练习说明 »
逐字照抄下面这篇讨论如何在 Julia 中判断子数组的帖子，从头到尾一字不改。

阅读材料 »
§

问题
In julia we can check if an array contains a value, like so:
> 6 in [4,6,5]
true
However this returns false, when attempting to check for a sub-array in a specific order:
> [4,6] in [4,6,5]
false
What is the correct syntax to verify if a specific sub-array exists in an array?
回答1:
For the third condition i.e. vector [4,6]
appears as a sub-vector of 4,6,5
the following function is suggested:
issubvec(v,big) =
any([v == slice(big,i:(i+length(v)-1)) for i=1:(length(big)-length(v)+1)])
For the second condition, that is, give a boolean for each element in els
vectors which appears in set
vector, the following is suggested:
function vecin(els,set)
res = zeros(Bool,size(els))
res[findin(els,set)]=true
res
end
With the vector in the OP, these result in:
julia> vecin([4,6],[4,6,5])
2-element Array{Bool,1}:
true
true
julia> issubvec([4,6],[4,6,5])
true
回答2:
It takes a little bit of code to make a function that performs well, but this is much faster than the issubvec
version above:
function subset2(x,y)
lenx = length(x)
first = x[1]
if lenx == 1
return findnext(y, first, 1) != 0
end
leny = length(y)
lim = length(y) - length(x) + 1
cur = 1
while (cur = findnext(y, first, cur)) != 0
cur > lim && break
beg = cur
@inbounds for i = 2:lenx
y[beg += 1] != x[i] && (beg = 0 ; break)

§

给定信息 »
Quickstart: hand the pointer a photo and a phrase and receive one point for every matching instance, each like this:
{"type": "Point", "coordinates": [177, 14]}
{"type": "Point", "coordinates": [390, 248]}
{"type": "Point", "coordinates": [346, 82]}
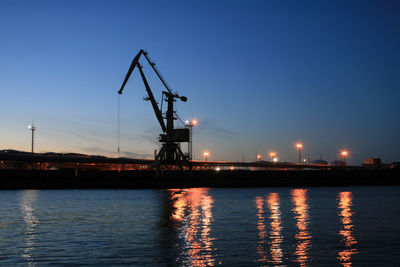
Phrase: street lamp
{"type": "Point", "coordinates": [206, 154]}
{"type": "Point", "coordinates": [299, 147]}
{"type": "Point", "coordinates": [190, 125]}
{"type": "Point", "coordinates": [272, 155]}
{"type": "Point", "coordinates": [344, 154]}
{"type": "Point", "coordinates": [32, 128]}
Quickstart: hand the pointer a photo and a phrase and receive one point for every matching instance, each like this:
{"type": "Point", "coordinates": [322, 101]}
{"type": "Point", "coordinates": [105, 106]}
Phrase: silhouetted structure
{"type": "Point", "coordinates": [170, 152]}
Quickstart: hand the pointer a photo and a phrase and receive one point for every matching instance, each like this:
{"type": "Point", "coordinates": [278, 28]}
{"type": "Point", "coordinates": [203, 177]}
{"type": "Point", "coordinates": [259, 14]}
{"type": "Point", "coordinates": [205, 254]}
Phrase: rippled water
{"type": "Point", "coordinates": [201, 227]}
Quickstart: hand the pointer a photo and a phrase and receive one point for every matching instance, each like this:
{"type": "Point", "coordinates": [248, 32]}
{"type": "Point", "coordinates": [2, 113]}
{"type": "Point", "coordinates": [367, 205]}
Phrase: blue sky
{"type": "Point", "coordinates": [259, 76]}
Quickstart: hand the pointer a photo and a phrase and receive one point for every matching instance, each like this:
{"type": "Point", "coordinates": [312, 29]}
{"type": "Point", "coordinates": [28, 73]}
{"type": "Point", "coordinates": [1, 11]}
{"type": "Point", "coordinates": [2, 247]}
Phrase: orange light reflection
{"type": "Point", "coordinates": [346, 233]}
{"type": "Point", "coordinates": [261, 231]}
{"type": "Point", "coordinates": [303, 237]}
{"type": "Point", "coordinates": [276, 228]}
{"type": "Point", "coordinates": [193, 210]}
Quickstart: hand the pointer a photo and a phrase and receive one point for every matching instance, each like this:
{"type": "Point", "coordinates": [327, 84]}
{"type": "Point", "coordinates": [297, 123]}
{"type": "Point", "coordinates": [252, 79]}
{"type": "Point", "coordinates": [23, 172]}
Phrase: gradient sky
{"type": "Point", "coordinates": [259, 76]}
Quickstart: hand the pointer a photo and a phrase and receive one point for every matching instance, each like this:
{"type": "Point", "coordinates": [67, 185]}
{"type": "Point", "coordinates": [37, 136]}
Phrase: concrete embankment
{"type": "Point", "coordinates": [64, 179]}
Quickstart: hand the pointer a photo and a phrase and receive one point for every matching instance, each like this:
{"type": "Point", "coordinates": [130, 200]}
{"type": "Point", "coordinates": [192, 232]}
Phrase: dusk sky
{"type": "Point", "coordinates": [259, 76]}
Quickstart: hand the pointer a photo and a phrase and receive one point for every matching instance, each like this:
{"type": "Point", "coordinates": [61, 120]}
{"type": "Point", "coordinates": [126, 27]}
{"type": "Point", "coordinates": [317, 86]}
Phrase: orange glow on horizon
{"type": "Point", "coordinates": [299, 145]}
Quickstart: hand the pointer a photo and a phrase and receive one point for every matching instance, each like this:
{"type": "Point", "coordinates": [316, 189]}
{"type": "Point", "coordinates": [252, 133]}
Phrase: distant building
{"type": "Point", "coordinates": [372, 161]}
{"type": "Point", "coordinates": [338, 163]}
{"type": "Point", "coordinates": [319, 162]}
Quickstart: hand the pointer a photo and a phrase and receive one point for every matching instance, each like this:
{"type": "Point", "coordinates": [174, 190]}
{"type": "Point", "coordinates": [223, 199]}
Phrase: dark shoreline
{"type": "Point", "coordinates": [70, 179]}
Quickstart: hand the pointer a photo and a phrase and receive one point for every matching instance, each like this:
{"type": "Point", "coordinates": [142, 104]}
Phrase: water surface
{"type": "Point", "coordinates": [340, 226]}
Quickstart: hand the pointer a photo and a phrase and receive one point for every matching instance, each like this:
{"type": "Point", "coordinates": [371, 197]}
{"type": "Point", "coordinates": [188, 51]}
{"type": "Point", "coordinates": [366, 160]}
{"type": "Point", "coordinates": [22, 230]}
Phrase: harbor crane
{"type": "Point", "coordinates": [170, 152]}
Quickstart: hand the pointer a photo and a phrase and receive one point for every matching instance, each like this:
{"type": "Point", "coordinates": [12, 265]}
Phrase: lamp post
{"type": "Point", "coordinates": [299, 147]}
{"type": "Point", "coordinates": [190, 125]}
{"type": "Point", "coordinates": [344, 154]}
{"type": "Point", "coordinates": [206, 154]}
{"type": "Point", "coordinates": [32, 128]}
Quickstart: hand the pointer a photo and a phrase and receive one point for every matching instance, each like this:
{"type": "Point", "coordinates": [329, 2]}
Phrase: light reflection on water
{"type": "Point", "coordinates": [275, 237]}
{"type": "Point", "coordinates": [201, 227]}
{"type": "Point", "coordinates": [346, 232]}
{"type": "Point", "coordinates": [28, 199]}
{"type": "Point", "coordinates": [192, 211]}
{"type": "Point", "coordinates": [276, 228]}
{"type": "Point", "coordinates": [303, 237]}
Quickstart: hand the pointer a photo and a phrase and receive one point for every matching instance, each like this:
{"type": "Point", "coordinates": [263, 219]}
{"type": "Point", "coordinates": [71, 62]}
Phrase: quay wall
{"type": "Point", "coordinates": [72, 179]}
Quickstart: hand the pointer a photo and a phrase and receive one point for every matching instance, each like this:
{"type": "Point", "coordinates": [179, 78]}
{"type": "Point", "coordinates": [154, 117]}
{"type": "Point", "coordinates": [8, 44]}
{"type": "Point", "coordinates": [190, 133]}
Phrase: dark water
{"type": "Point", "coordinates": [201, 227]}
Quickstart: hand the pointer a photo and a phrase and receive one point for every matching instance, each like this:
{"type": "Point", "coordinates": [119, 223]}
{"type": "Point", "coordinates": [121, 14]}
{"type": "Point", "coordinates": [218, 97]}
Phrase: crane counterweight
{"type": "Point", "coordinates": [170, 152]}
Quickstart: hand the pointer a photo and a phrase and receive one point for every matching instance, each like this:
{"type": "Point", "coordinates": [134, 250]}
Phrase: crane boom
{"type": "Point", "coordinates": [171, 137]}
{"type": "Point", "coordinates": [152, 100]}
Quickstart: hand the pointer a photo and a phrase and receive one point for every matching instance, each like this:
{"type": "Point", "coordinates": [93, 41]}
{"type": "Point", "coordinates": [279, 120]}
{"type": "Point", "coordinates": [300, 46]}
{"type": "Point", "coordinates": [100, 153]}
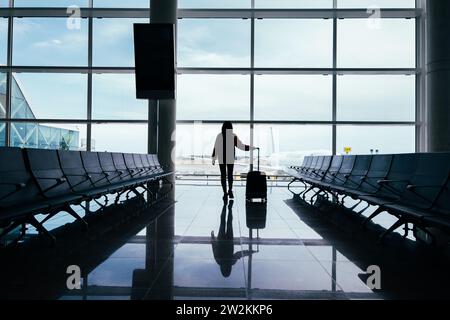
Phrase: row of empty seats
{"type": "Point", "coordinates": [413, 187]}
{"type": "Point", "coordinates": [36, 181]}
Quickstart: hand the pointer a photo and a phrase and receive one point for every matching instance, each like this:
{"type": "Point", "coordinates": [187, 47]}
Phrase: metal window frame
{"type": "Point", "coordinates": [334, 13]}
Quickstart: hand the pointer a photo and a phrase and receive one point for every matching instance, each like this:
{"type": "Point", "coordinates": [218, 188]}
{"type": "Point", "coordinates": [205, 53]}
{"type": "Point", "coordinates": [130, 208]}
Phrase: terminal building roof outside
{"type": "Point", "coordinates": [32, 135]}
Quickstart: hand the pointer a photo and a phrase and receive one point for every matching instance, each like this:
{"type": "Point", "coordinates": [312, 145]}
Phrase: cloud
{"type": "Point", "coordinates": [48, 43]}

§

练习结果 »
问题
In julia we can check if an array contains a value, like so:
> 6 in [4,6,5]
true
However this returns false, when attempting to check for a sub-array in a specific order:
> [4,6] in [4,6,5]
false
What is the correct syntax to verify if a specific sub-array exists in an array?
回答1:
For the third condition i.e. vector [4,6]
appears as a sub-vector of 4,6,5
the following function is suggested:
issubvec(v,big) =
any([v == slice(big,i:(i+length(v)-1)) for i=1:(length(big)-length(v)+1)])
For the second condition, that is, give a boolean for each element in els
vectors which appears in set
vector, the following is suggested:
function vecin(els,set)
res = zeros(Bool,size(els))
res[findin(els,set)]=true
res
end
With the vector in the OP, these result in:
julia> vecin([4,6],[4,6,5])
2-element Array{Bool,1}:
true
true
julia> issubvec([4,6],[4,6,5])
true
回答2:
It takes a little bit of code to make a function that performs well, but this is much faster than the issubvec
version above:
function subset2(x,y)
lenx = length(x)
first = x[1]
if lenx == 1
return findnext(y, first, 1) != 0
end
leny = length(y)
lim = length(y) - length(x) + 1
cur = 1
while (cur = findnext(y, first, cur)) != 0
cur > lim && break
beg = cur
@inbounds for i = 2:lenx
y[beg += 1] != x[i] && (beg = 0 ; break)